_To be done_
List every line in the rows below that contains the string "volcanic", copying each line in full.

□ □ □ □

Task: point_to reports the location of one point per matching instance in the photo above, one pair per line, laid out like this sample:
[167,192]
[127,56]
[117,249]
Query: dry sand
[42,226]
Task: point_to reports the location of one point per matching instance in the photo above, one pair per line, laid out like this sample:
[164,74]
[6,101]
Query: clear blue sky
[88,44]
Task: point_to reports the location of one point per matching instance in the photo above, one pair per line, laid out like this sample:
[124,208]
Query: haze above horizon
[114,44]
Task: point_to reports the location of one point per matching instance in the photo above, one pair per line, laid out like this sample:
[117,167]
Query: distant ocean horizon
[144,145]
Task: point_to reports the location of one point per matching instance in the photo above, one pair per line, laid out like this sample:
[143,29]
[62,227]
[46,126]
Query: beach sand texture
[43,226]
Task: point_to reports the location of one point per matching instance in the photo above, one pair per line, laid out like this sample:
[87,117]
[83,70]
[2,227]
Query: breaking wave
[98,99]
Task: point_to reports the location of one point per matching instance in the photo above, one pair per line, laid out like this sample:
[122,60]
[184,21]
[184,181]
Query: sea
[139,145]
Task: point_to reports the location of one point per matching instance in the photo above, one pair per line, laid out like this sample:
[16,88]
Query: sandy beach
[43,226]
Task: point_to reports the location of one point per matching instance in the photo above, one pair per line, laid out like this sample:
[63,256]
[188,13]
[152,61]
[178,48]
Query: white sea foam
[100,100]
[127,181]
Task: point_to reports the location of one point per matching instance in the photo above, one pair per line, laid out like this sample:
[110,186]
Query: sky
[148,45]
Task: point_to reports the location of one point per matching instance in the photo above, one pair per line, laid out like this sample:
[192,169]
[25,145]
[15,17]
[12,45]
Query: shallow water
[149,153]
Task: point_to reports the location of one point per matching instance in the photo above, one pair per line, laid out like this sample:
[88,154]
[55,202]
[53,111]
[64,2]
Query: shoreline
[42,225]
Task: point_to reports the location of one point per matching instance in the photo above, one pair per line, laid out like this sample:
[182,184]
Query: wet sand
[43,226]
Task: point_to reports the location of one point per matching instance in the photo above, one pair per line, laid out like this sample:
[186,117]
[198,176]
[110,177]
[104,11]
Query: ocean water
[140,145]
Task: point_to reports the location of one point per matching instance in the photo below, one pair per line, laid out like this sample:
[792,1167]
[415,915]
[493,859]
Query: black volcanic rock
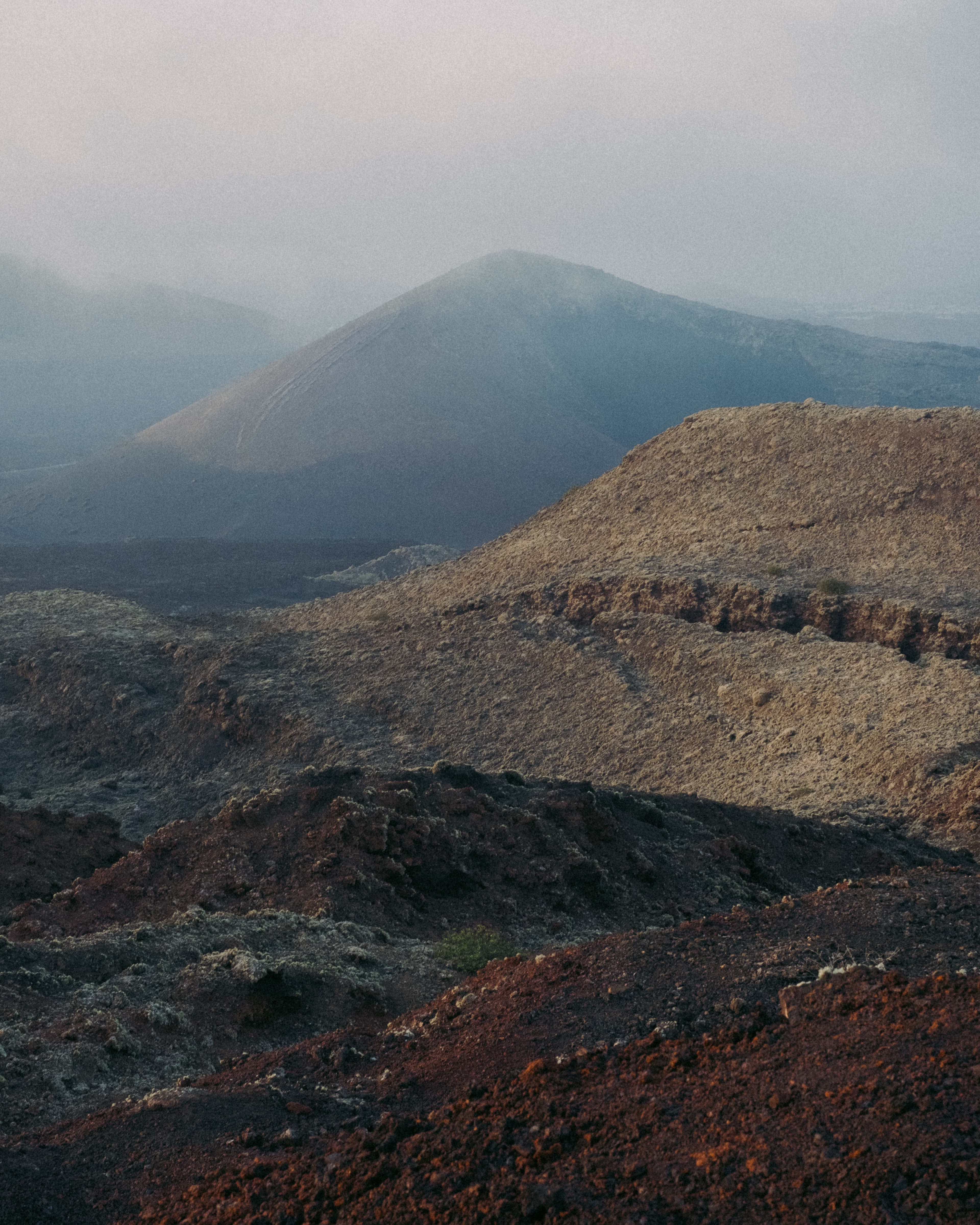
[461,408]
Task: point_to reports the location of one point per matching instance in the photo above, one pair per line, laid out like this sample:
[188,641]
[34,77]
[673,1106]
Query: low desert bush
[471,949]
[834,587]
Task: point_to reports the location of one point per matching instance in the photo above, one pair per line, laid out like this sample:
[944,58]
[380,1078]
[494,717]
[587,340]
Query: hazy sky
[315,158]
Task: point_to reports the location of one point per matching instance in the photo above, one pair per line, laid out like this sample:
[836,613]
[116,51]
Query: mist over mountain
[83,369]
[461,408]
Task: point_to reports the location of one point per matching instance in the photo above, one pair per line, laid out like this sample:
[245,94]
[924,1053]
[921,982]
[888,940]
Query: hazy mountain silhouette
[461,408]
[80,369]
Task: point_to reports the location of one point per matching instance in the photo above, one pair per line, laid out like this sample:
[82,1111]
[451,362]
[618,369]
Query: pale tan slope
[887,499]
[587,642]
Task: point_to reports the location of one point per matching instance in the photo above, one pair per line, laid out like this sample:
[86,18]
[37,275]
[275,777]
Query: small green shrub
[471,949]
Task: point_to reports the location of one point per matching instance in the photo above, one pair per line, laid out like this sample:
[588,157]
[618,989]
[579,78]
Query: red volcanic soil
[45,852]
[547,859]
[859,1108]
[872,1080]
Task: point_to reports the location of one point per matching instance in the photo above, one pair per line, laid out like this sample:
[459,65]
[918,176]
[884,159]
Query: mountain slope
[80,371]
[662,629]
[461,408]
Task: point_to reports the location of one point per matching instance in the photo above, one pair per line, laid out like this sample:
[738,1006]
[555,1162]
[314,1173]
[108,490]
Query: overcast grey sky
[315,157]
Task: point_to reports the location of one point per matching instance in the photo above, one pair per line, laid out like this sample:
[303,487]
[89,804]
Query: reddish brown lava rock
[864,1110]
[46,852]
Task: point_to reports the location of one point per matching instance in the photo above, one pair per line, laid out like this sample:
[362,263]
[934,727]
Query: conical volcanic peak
[461,408]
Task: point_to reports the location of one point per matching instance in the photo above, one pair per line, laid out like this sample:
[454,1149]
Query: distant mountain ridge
[456,411]
[83,369]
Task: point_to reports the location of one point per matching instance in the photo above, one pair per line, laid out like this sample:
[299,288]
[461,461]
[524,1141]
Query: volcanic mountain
[84,369]
[461,408]
[769,606]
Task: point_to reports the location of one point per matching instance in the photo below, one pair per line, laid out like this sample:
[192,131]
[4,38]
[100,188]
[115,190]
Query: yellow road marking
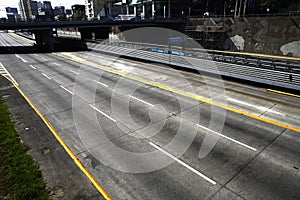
[283,93]
[182,93]
[254,54]
[264,100]
[65,146]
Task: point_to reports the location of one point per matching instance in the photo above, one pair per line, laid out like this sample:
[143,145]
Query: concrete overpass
[43,31]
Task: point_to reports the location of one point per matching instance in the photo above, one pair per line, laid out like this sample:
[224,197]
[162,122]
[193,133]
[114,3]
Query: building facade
[159,8]
[78,12]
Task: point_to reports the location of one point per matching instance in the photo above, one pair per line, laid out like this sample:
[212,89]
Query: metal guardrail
[276,63]
[273,70]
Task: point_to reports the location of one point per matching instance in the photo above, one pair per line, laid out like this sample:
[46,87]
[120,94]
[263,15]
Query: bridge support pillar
[94,33]
[44,39]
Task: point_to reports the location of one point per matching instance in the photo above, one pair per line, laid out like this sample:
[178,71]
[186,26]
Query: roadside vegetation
[20,177]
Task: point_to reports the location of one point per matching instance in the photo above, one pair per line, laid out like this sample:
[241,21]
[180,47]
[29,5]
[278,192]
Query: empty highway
[148,131]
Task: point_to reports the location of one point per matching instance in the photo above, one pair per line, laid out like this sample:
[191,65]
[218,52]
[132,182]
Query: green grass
[21,173]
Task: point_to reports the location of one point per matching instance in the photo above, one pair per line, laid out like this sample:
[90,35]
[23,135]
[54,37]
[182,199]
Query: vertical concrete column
[143,14]
[153,9]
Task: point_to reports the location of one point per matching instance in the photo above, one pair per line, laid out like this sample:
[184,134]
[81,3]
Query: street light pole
[169,9]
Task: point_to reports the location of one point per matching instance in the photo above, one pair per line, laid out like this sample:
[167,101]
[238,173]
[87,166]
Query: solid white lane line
[109,117]
[57,64]
[149,104]
[226,137]
[184,164]
[8,74]
[46,76]
[66,89]
[261,108]
[32,66]
[23,60]
[100,83]
[73,71]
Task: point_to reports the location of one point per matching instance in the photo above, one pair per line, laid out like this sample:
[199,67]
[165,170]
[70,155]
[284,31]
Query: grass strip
[20,173]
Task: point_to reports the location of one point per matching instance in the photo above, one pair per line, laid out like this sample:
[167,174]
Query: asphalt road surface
[147,131]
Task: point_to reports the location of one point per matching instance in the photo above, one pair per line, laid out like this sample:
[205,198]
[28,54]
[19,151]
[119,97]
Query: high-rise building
[78,12]
[12,14]
[34,8]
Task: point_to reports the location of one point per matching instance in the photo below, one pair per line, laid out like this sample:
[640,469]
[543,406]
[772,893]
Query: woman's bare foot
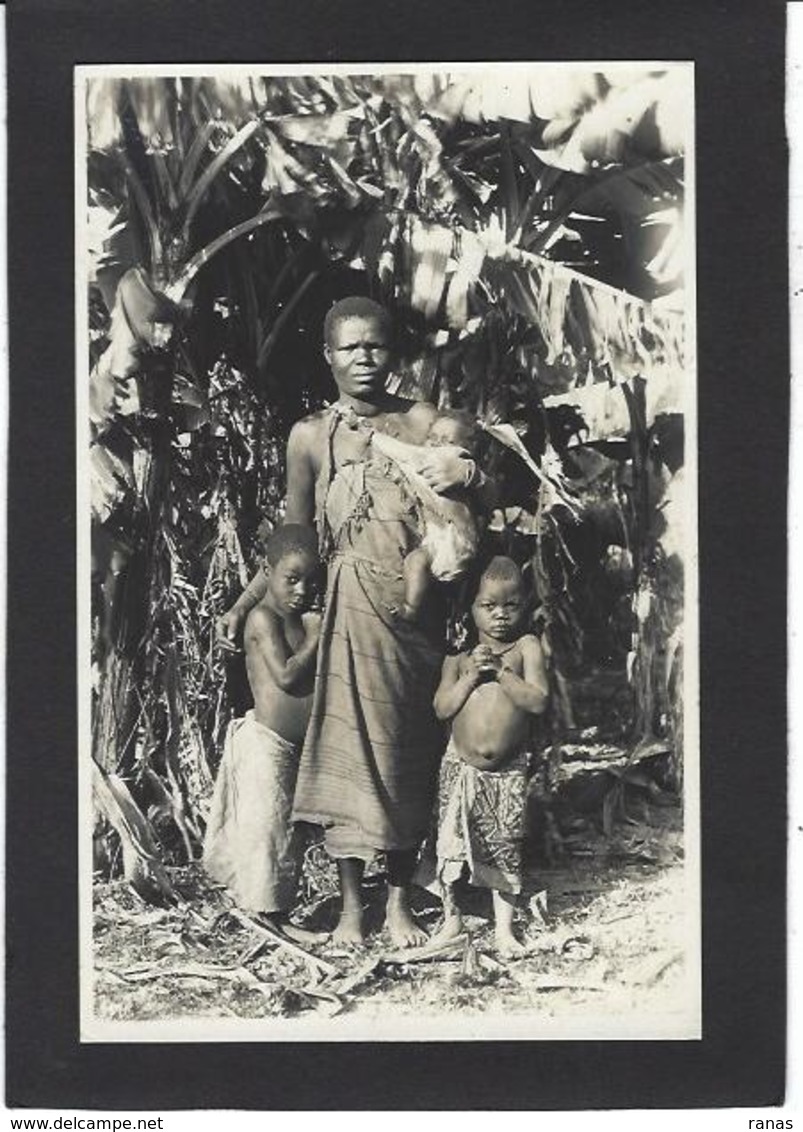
[349,928]
[402,927]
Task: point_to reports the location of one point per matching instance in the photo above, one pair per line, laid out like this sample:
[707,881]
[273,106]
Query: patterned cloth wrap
[250,845]
[369,761]
[481,822]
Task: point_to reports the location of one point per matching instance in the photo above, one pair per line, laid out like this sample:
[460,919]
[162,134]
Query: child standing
[489,694]
[250,845]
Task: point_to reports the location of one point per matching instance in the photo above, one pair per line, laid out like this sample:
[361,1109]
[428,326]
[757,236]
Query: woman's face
[359,353]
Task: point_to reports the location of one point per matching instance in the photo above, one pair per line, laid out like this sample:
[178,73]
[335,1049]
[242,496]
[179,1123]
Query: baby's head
[291,565]
[501,605]
[453,427]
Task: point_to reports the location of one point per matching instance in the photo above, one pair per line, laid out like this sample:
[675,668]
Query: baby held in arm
[450,532]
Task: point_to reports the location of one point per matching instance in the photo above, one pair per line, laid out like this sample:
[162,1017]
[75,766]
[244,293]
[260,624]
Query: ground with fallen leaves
[606,927]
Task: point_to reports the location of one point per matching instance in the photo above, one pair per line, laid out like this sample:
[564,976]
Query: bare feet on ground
[349,928]
[402,927]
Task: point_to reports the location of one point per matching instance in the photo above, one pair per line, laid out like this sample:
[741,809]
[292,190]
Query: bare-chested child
[250,843]
[489,694]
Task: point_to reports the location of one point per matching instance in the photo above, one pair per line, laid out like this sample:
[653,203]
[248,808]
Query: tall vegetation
[523,234]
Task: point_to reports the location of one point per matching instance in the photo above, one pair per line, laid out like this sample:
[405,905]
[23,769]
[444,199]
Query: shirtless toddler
[250,843]
[489,694]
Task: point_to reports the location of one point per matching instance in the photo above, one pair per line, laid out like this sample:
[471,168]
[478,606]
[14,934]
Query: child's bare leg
[506,943]
[349,928]
[403,929]
[452,917]
[417,579]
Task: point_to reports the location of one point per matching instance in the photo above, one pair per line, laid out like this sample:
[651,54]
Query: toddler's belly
[489,729]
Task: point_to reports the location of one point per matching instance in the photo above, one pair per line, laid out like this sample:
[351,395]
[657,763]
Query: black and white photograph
[386,465]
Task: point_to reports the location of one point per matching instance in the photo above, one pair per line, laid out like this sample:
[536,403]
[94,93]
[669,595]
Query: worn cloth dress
[250,845]
[368,766]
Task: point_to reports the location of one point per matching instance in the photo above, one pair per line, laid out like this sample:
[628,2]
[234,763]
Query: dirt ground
[606,929]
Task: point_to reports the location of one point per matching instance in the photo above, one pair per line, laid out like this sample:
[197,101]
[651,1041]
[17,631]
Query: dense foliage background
[526,229]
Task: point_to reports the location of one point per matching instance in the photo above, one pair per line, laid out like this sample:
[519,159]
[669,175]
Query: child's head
[453,426]
[500,607]
[291,564]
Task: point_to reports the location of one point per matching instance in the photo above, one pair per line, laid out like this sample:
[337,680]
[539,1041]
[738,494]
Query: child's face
[292,581]
[498,609]
[445,431]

□ □ □ □

_Exercise result_
Query: black volcanic rock
Query: red volcanic soil
Query: conical volcanic peak
Query: volcanic mountain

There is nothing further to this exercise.